**Exercise directions:** Copy the data below exactly.

--

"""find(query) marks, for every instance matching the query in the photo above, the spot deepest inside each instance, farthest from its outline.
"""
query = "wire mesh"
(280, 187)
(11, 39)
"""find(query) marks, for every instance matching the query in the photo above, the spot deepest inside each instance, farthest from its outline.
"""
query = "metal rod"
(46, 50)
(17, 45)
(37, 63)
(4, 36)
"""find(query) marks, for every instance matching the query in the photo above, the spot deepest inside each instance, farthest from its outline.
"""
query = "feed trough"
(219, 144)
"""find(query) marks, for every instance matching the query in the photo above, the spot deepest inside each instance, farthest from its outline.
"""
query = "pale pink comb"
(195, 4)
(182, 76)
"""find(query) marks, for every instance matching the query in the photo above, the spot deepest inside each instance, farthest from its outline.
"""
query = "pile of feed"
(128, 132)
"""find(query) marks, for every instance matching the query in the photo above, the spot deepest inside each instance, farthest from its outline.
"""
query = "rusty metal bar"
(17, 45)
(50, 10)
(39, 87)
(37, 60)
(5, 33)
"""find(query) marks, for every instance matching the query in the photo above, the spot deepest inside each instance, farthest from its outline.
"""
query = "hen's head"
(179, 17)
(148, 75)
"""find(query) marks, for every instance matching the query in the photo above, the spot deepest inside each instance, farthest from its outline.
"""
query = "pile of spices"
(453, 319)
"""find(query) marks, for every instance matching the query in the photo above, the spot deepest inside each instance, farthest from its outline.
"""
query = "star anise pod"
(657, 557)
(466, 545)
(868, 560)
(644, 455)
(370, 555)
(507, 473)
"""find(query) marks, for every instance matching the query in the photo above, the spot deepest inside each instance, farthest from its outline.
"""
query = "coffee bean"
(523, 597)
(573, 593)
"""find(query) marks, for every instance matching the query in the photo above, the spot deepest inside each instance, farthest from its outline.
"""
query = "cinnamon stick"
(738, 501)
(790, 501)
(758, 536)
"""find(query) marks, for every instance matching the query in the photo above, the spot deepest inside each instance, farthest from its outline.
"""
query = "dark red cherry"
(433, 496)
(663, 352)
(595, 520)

--

**Solved problem:**
"""find(query) marks, for every instance matching the query in the photo above, the spot deepest inside each instance, farthest from its outline.
"""
query = "wire mesh"
(280, 187)
(11, 39)
"""find(query) marks, for every instance matching the query in the photo above, the spot deepest inside each instance, farthest from its outline.
"""
query = "metal rod"
(46, 50)
(17, 45)
(37, 63)
(4, 36)
"""find(query) marks, for every instance matching the query in the photo above, the spot deepest inside each instance, farthest from its outline.
"""
query = "feed trough"
(219, 144)
"""find(query) marks, for every instance matching the query in the photo above, the spot deepest inside each instance, farthest from its outline.
"""
query = "pale pink comb"
(195, 4)
(182, 76)
"""find(query) marks, for every instance matching the query in the photo above, the spot deepest inside each instance, farthest from its outline.
"""
query = "pile of feed"
(128, 132)
"""find(query) marks, for every instance matching the query in the photo above, the spot deepest inside each instance, farthest from its outline.
"""
query = "rusty metal bar"
(17, 45)
(50, 10)
(39, 87)
(37, 60)
(5, 33)
"""find(query) marks, for every instance matching the query in the photo above, the spot deepest inside each instance, farthest from its outline.
"""
query = "hen's head"
(179, 17)
(148, 75)
"""find(query) marks, for every instance matching the query in the photo above, the spot deepest inside each instance, farthest from its outline.
"""
query = "pile of spices"
(453, 319)
"""find(query) marks, for every instance matching the query in the photo above, the spot deepest inside each instance, farthest from its outline.
"""
query = "star anise pod"
(657, 557)
(466, 545)
(868, 560)
(644, 455)
(370, 555)
(507, 473)
"""find(query) marks, for every instance matching the query in the photo above, the spot deepest inside each instance, farthest from its outline.
"""
query = "coffee bean"
(523, 597)
(573, 593)
"""find(query) marks, for every instance matching the query in the photo above, the spot deepest inside each instance, farthest from its outline.
"""
query = "cinnamon stick"
(738, 501)
(790, 501)
(758, 536)
"""find(query) marks, for every instance matching the query in the photo above, the spot deepest inside each instance, farthest from its outline.
"""
query = "dark red cherry"
(433, 496)
(663, 352)
(595, 520)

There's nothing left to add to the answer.